## SELECTED EXCERPT
= = = =

Typical insurance company investment managers worry at least some about every imaginable risk, but they may not have worried all that much about the possibility that the bond markets could freeze up.

Analysts at Cerulli Associates have raised that possibility in a new look at the state of asset and wealth management in the United States.

The analysts have based the review largely on survey data, asset data and other data collected in 2019, or based on indicators reflecting the world as it existed in 2019, before COVID-19 and pandemic-related social distancing rules came along.

The analysts report, for example, that 69% of the financial professionals who participated in a 2019 financial professional survey agreed that  access to guaranteed retirement income was a very important factor to consider when investing in an annuity, and 59% agreed that principal protection was a very important factor.

Resources

  • The Cerulli report is available, behind a paywall, here.
  • An article that covers what some life insurers are saying about their annuity operations now is available here.

= = = =

Stored data entries

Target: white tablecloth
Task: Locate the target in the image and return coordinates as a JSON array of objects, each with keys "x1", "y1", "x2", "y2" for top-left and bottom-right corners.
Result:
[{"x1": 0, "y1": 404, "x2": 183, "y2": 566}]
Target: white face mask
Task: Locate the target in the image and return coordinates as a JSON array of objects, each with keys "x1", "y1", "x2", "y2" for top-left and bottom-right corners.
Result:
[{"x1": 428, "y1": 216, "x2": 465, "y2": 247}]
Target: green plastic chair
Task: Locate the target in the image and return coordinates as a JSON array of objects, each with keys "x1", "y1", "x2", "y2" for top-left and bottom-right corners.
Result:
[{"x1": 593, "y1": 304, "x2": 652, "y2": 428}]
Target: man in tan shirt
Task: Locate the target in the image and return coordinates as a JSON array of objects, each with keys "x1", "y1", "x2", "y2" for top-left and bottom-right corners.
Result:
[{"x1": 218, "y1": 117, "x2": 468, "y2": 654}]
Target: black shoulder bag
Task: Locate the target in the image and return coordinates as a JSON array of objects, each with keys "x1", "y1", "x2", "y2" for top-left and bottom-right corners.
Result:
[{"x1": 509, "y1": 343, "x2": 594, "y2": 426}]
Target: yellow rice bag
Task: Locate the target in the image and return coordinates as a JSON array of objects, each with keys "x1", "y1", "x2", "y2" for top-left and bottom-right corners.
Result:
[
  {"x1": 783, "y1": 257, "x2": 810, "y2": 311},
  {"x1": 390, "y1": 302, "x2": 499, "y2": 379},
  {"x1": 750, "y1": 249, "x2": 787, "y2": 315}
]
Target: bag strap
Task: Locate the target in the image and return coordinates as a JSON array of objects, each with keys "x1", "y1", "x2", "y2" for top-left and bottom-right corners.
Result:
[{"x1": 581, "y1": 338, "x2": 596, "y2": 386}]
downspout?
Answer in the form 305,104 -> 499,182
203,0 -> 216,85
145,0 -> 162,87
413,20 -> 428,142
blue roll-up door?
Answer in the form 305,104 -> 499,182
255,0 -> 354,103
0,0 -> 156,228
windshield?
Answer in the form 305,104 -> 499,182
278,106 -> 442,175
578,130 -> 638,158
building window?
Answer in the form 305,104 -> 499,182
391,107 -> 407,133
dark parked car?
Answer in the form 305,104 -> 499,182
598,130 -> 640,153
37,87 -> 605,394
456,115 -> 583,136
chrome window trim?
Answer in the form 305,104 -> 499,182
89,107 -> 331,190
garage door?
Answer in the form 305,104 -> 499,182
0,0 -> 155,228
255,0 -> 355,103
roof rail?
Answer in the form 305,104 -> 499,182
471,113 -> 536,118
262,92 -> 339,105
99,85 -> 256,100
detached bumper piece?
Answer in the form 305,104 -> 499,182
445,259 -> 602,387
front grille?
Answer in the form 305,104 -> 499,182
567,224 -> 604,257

= = = =

## LIST OF TASKS
1 - Answer these questions about the article on insurance investment managers:
(a) Whose analysts raised the possibility that the bond markets could freeze up?
(b) In what year was most of the data behind the review collected?
(c) What share of the surveyed financial professionals agreed that principal protection was a very important factor?
2 - Can you retype the part of the article on insurance investment managers starting with "The analysts have" and going on through "rules came along."?

## ANSWERS TO THE TASKS
1 -
(a) Analysts at Cerulli Associates
(b) 2019
(c) 59%

2 -
The analysts have based the review largely on survey data, asset data and other data collected in 2019, or based on indicators reflecting the world as it existed in 2019, before COVID-19 and pandemic-related social distancing rules came along.